*Brief*:
Extract all data as written.

(Supplied data Opens)

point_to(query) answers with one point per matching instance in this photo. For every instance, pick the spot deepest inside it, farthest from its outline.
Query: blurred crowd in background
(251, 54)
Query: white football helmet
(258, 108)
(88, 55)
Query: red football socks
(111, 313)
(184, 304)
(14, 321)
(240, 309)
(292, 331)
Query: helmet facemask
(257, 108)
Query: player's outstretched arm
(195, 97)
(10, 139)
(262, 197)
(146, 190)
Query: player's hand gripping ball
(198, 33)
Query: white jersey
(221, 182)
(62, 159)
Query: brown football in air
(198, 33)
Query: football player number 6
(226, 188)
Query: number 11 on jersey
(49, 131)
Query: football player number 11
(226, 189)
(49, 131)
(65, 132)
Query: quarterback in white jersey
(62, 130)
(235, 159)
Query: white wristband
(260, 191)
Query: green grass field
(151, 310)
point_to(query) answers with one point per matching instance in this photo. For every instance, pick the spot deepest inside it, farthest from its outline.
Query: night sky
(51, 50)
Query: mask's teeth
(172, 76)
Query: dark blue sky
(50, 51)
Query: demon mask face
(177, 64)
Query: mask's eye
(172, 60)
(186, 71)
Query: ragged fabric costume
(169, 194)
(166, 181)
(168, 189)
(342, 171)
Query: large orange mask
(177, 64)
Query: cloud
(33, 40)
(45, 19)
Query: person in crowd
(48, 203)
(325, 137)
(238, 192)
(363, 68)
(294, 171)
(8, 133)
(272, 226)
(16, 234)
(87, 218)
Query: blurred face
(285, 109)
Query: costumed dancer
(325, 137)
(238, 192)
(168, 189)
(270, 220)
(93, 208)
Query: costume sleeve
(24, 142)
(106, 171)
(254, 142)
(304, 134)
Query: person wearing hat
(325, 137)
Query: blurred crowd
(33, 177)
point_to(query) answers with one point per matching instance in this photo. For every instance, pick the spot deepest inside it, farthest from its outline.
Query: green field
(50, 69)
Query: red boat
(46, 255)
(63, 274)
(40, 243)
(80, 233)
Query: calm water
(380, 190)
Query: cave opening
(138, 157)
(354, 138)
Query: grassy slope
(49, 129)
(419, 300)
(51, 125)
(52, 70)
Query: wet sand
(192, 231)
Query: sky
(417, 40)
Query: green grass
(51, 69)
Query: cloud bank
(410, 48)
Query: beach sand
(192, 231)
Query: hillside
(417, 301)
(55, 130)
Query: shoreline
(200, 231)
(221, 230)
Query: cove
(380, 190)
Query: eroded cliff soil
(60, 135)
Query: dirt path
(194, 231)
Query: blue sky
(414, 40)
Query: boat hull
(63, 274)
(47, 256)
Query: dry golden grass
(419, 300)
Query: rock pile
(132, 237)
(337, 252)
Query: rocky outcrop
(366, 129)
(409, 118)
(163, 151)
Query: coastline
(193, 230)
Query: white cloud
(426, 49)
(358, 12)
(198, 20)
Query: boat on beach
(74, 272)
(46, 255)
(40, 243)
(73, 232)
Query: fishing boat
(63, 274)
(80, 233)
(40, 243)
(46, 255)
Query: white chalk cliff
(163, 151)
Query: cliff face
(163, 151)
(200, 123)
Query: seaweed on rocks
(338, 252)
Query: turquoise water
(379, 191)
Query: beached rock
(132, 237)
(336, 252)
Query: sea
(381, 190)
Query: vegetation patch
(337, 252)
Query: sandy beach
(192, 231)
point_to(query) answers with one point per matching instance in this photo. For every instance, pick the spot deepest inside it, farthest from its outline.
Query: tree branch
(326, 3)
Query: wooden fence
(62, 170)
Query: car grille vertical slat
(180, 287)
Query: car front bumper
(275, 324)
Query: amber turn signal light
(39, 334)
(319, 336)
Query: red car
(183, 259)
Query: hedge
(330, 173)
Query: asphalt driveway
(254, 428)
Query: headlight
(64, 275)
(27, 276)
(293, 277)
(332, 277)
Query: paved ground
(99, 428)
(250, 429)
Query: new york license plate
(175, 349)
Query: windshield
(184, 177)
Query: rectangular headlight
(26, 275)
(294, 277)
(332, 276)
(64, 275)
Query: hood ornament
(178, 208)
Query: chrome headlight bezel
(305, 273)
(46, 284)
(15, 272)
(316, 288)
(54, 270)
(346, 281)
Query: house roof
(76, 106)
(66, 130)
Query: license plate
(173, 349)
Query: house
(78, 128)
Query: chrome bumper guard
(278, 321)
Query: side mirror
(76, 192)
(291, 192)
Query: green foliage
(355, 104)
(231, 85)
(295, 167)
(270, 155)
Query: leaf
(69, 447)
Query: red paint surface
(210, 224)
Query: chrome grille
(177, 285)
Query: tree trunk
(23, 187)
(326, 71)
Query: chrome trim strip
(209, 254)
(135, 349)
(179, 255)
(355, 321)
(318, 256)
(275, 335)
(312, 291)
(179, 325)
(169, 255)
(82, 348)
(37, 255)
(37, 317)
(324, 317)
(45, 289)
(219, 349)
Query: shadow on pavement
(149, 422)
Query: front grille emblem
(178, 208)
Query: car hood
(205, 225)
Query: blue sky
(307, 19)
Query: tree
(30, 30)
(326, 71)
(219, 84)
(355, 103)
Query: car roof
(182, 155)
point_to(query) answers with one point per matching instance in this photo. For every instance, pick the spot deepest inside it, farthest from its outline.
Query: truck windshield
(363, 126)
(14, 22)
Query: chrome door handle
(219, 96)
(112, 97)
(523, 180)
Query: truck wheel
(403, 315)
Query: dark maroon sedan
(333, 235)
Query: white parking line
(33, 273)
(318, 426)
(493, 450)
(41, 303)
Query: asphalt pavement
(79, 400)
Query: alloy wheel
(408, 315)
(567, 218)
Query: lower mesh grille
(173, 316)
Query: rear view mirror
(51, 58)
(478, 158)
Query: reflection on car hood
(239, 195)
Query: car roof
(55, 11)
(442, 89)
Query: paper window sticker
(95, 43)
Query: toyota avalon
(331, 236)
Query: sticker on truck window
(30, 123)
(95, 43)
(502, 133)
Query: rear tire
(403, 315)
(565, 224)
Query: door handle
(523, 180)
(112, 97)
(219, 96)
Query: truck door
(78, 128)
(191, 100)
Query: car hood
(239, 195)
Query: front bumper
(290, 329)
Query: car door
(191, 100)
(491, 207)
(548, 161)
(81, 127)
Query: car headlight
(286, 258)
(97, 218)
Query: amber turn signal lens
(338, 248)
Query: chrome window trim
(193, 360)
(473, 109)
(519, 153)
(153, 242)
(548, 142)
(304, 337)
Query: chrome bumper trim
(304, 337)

(Supplied data Closes)

*Result of the task*:
point_to(query) answers with one point per matching instance in this photo. For every instance, pick the spot deepest inside it, farthest from its outline.
Query: blurred crowd in background
(251, 54)
Query: white football helmet
(258, 108)
(88, 55)
Query: red football socks
(111, 313)
(184, 304)
(14, 321)
(240, 309)
(292, 331)
Query: helmet facemask
(257, 108)
Query: player's outstretched arm
(195, 97)
(10, 139)
(262, 197)
(146, 190)
Query: player's hand gripping ball
(198, 33)
Query: white jersey
(221, 182)
(62, 159)
Query: brown football in air
(198, 33)
Query: football player number 6
(226, 188)
Query: number 11 on jersey
(49, 131)
Query: football player number 11
(226, 189)
(49, 131)
(65, 132)
Query: quarterback in white jersey
(62, 130)
(235, 159)
Query: white wristband
(260, 191)
Query: green grass field
(151, 310)
point_to(query) answers with one point per matching instance in this photo. For every instance, pick the spot deepest inside it, farthest from its outline.
Query: night sky
(51, 50)
Query: mask's teeth
(172, 76)
Query: dark blue sky
(50, 51)
Query: demon mask face
(177, 64)
Query: mask's eye
(172, 60)
(186, 71)
Query: ragged fabric costume
(169, 194)
(166, 181)
(168, 189)
(342, 171)
Query: large orange mask
(177, 64)
Query: cloud
(33, 40)
(45, 19)
Query: person in crowd
(48, 203)
(325, 137)
(238, 192)
(363, 68)
(294, 171)
(8, 133)
(272, 226)
(16, 234)
(87, 218)
Query: blurred face
(285, 109)
Query: costumed dancer
(325, 137)
(238, 192)
(168, 189)
(270, 220)
(93, 208)
Query: costume sleeve
(24, 142)
(106, 171)
(254, 142)
(304, 134)
Query: person wearing hat
(325, 137)
Query: blurred crowd
(33, 177)
point_to(query) answers with one point per matching instance in this photo. For every instance, pick the spot deepest inside it, farthest from its outline.
Query: green field
(50, 69)
Query: red boat
(46, 255)
(63, 274)
(40, 243)
(80, 233)
Query: calm water
(380, 190)
Query: cave opening
(138, 157)
(354, 138)
Query: grassy slope
(49, 129)
(419, 300)
(51, 125)
(52, 70)
Query: wet sand
(192, 231)
Query: sky
(417, 40)
Query: green grass
(51, 69)
Query: cloud bank
(410, 48)
Query: beach sand
(192, 231)
Query: hillside
(417, 301)
(55, 130)
Query: shoreline
(200, 231)
(221, 230)
Query: cove
(380, 190)
Query: eroded cliff soil
(60, 135)
Query: dirt path
(194, 231)
Query: blue sky
(414, 40)
Query: boat hull
(63, 274)
(47, 256)
Query: dry golden grass
(419, 300)
Query: rock pile
(132, 237)
(337, 252)
Query: rocky outcrop
(366, 129)
(409, 118)
(163, 151)
Query: coastline
(193, 230)
Query: white cloud
(426, 49)
(358, 12)
(198, 20)
Query: boat on beach
(74, 272)
(46, 255)
(40, 243)
(73, 232)
Query: fishing boat
(63, 274)
(80, 233)
(40, 243)
(46, 255)
Query: white chalk cliff
(163, 151)
Query: cliff face
(163, 151)
(200, 123)
Query: seaweed on rocks
(338, 252)
Query: turquoise water
(379, 191)
Query: beached rock
(132, 237)
(336, 252)
Query: sea
(381, 190)
Query: vegetation patch
(337, 252)
Query: sandy beach
(192, 231)
point_to(query) answers with one point per matching instance in this photo. For every instance, pick the spot deepest inside it, farthest from its outline.
Query: tree branch
(326, 3)
Query: wooden fence
(62, 170)
Query: car grille vertical slat
(180, 287)
Query: car front bumper
(275, 324)
Query: amber turn signal light
(39, 334)
(319, 336)
Query: red car
(183, 259)
Query: hedge
(330, 173)
Query: asphalt driveway
(254, 428)
Query: headlight
(64, 275)
(27, 276)
(293, 277)
(332, 277)
Query: paved ground
(99, 428)
(250, 429)
Query: new york license plate
(175, 349)
Query: windshield
(184, 177)
Query: rectangular headlight
(26, 275)
(294, 277)
(332, 276)
(64, 275)
Query: hood ornament
(178, 208)
Query: chrome headlight bezel
(305, 273)
(46, 284)
(15, 272)
(316, 288)
(54, 270)
(346, 281)
Query: house roof
(76, 106)
(66, 130)
Query: license plate
(173, 349)
Query: house
(78, 128)
Query: chrome bumper guard
(278, 321)
Query: side mirror
(76, 192)
(291, 192)
Query: green foliage
(355, 104)
(231, 85)
(295, 167)
(270, 155)
Query: leaf
(69, 447)
Query: red paint surface
(210, 224)
Query: chrome grille
(177, 285)
Query: tree trunk
(23, 187)
(326, 71)
Query: chrome trim strip
(209, 254)
(135, 349)
(179, 255)
(355, 321)
(318, 256)
(275, 335)
(312, 291)
(179, 325)
(169, 255)
(82, 348)
(37, 255)
(37, 317)
(324, 317)
(45, 289)
(219, 349)
Query: shadow on pavement
(149, 422)
Query: front grille emblem
(178, 208)
Query: car hood
(205, 225)
Query: blue sky
(307, 19)
Query: tree
(30, 30)
(326, 71)
(219, 84)
(355, 103)
Query: car roof
(182, 155)
point_to(query) answers with one point per matching instance in this photo. For every instance, pick the spot deepest inside it, farthest from its outline.
Query: truck windshield
(363, 126)
(14, 22)
Query: chrome door handle
(219, 96)
(112, 97)
(523, 180)
Query: truck wheel
(403, 315)
Query: dark maroon sedan
(333, 235)
Query: white parking line
(33, 273)
(318, 426)
(493, 450)
(41, 303)
Query: asphalt pavement
(79, 400)
Query: alloy wheel
(408, 315)
(567, 218)
Query: lower mesh grille
(173, 316)
Query: rear view mirror
(51, 58)
(478, 158)
Query: reflection on car hood
(239, 195)
Query: car roof
(55, 11)
(442, 89)
Query: paper window sticker
(95, 43)
Query: toyota avalon
(331, 236)
Query: sticker on truck window
(30, 123)
(95, 43)
(502, 133)
Query: rear tire
(403, 315)
(565, 224)
Query: door handle
(523, 180)
(112, 97)
(219, 96)
Query: truck door
(78, 128)
(191, 100)
Query: car hood
(239, 195)
Query: front bumper
(290, 329)
Query: car door
(191, 100)
(491, 207)
(548, 161)
(81, 127)
Query: car headlight
(286, 258)
(97, 218)
Query: amber turn signal lens
(338, 248)
Query: chrome window trim
(193, 360)
(473, 109)
(519, 153)
(153, 242)
(548, 142)
(304, 337)
Query: chrome bumper trim
(304, 337)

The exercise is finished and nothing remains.